> Challenge: In the passage on rental car companies, copy everything from "The category, dominated" down to "2011 through 2013." word for word.

> Passage shown:
— Begin —
The category, dominated by the three big players Hertz, Avis and Enterprise, finds itself grappling with an inability to increase profitability from their oversize fleets, while improving their operations to meet the changing needs of travelers.
The disparity in returns between the two publicly traded rental car stocks, Hertz and Avis, and other travel-related stocks is eye opening.
Shares of the six major U.S. airlines are up an average 66 percent in the last year. Over the same time frame, cruise operator stocks have jumped an average 42 percent, online travel sites an average 40 percent, and hotels an average 28 percent. ( Tweet this. )
By comparison, Avis stock is up just 4 percent, while Hertz is down more than 25 percent in the last year. In addition, Hertz has delayed filing its 10K financial report to review its internal records for fiscal years 2011 through 2013.
The industry's struggles are happening despite consolidation in the sector, where the number of players has been cut in half over the past decade.
— End —
> Records:
— Begin —
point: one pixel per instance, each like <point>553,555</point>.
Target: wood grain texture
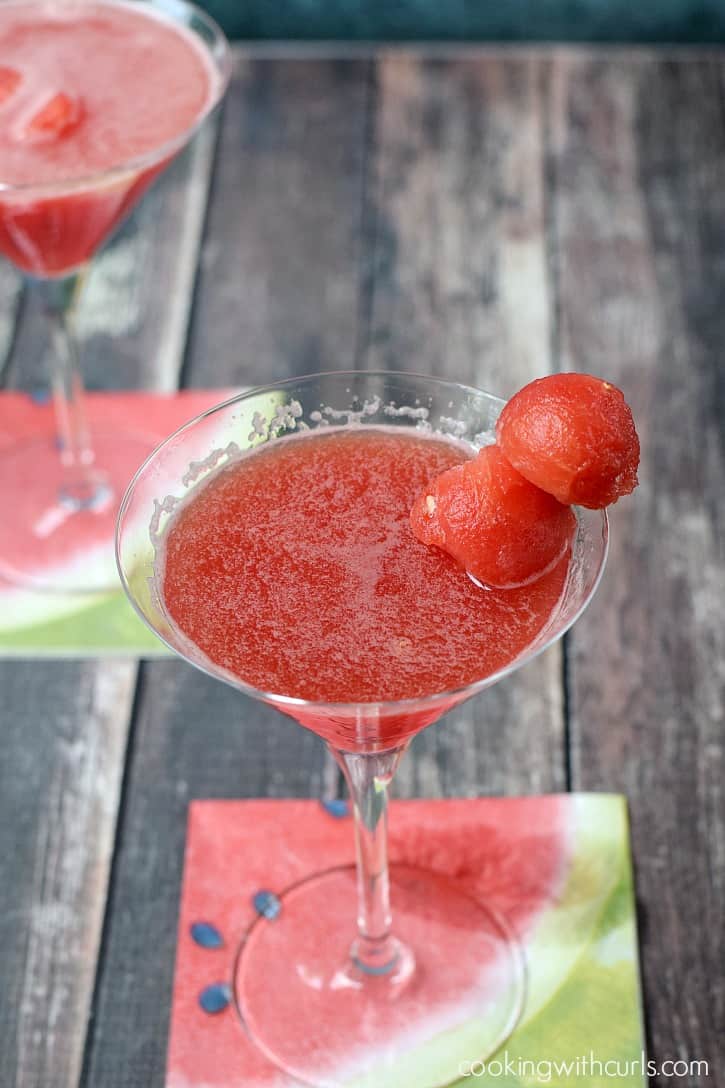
<point>65,725</point>
<point>194,738</point>
<point>638,157</point>
<point>278,288</point>
<point>456,286</point>
<point>279,273</point>
<point>64,733</point>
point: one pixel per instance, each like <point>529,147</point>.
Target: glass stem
<point>368,776</point>
<point>83,486</point>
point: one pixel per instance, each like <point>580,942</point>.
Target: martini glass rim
<point>166,11</point>
<point>382,707</point>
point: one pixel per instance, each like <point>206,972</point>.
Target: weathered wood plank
<point>64,733</point>
<point>280,266</point>
<point>638,161</point>
<point>65,725</point>
<point>277,295</point>
<point>456,286</point>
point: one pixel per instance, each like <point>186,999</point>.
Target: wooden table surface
<point>486,215</point>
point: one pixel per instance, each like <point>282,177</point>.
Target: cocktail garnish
<point>502,529</point>
<point>573,435</point>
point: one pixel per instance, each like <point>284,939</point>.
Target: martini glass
<point>332,990</point>
<point>64,493</point>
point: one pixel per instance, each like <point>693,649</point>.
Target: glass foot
<point>53,541</point>
<point>453,998</point>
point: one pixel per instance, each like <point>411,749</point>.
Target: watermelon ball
<point>573,435</point>
<point>500,528</point>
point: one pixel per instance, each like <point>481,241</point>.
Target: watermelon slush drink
<point>95,98</point>
<point>295,569</point>
<point>269,542</point>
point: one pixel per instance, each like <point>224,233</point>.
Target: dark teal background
<point>656,21</point>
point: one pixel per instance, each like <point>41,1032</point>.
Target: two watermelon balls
<point>505,515</point>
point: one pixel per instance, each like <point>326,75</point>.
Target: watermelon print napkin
<point>54,625</point>
<point>557,867</point>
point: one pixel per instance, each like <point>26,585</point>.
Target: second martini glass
<point>331,1000</point>
<point>64,499</point>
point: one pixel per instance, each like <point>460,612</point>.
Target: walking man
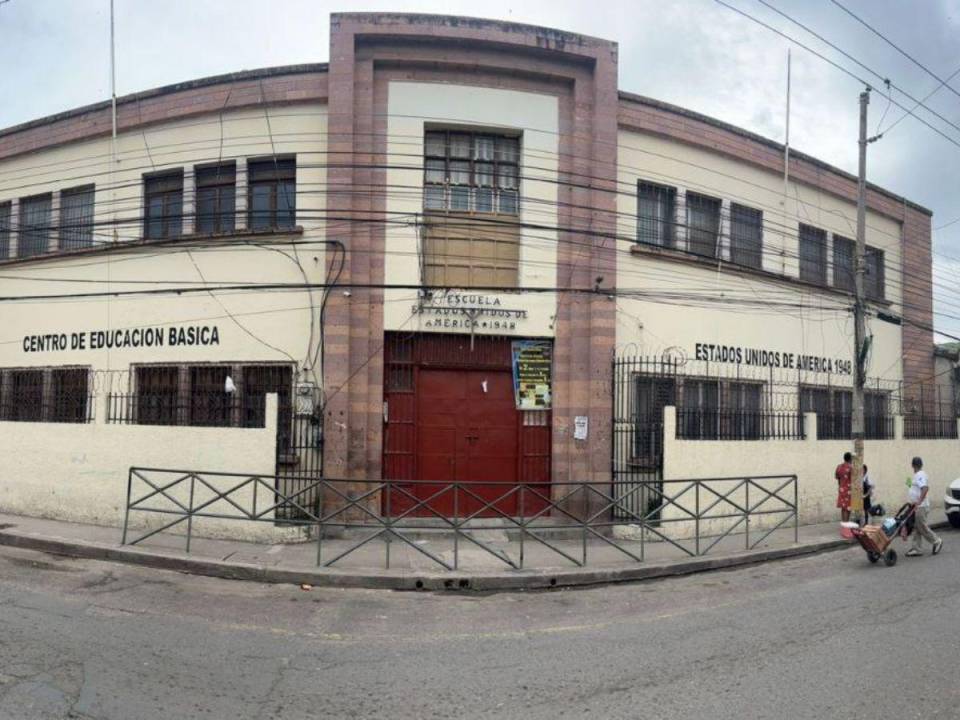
<point>919,488</point>
<point>843,474</point>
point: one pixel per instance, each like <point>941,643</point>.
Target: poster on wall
<point>532,374</point>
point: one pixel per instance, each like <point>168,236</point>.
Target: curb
<point>402,580</point>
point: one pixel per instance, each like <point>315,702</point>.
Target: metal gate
<point>642,387</point>
<point>299,460</point>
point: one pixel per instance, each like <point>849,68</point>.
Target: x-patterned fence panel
<point>577,522</point>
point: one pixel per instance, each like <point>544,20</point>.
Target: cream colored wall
<point>411,107</point>
<point>79,473</point>
<point>265,326</point>
<point>813,462</point>
<point>738,310</point>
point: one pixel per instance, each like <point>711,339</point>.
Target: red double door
<point>451,417</point>
<point>467,433</point>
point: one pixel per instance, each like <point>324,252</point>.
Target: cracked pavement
<point>817,637</point>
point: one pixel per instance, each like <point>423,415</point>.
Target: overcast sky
<point>694,53</point>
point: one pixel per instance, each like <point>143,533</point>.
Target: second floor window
<point>163,203</point>
<point>272,193</point>
<point>656,205</point>
<point>873,280</point>
<point>76,218</point>
<point>813,254</point>
<point>34,225</point>
<point>843,254</point>
<point>703,224</point>
<point>6,211</point>
<point>746,236</point>
<point>471,172</point>
<point>216,198</point>
<point>844,278</point>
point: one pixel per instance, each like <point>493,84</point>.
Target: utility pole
<point>859,321</point>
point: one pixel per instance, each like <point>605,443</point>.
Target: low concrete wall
<point>812,461</point>
<point>79,472</point>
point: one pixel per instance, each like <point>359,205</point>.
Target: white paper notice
<point>580,427</point>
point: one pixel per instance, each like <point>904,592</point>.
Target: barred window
<point>873,284</point>
<point>742,419</point>
<point>700,409</point>
<point>76,218</point>
<point>746,236</point>
<point>196,395</point>
<point>272,191</point>
<point>23,396</point>
<point>34,235</point>
<point>6,213</point>
<point>656,208</point>
<point>471,172</point>
<point>844,250</point>
<point>834,410</point>
<point>163,205</point>
<point>216,190</point>
<point>210,403</point>
<point>70,395</point>
<point>58,395</point>
<point>157,395</point>
<point>462,252</point>
<point>703,224</point>
<point>813,254</point>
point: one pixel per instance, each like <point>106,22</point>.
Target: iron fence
<point>930,427</point>
<point>839,426</point>
<point>692,515</point>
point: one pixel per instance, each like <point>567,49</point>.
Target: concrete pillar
<point>669,424</point>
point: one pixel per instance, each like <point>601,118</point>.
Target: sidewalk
<point>410,568</point>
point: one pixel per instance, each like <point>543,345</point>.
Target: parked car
<point>951,503</point>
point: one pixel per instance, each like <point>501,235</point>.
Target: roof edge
<point>385,18</point>
<point>693,115</point>
<point>240,76</point>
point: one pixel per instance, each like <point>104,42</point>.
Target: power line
<point>928,71</point>
<point>845,71</point>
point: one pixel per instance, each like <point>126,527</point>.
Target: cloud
<point>693,53</point>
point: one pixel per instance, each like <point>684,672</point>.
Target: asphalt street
<point>828,636</point>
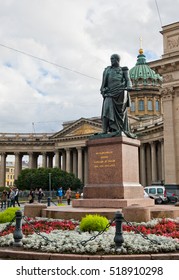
— End —
> Correct answer:
The category, dominated by the three big players Hertz, Avis and Enterprise, finds itself grappling with an inability to increase profitability from their oversize fleets, while improving their operations to meet the changing needs of travelers.
The disparity in returns between the two publicly traded rental car stocks, Hertz and Avis, and other travel-related stocks is eye opening.
Shares of the six major U.S. airlines are up an average 66 percent in the last year. Over the same time frame, cruise operator stocks have jumped an average 42 percent, online travel sites an average 40 percent, and hotels an average 28 percent. ( Tweet this. )
By comparison, Avis stock is up just 4 percent, while Hertz is down more than 25 percent in the last year. In addition, Hertz has delayed filing its 10K financial report to review its internal records for fiscal years 2011 through 2013.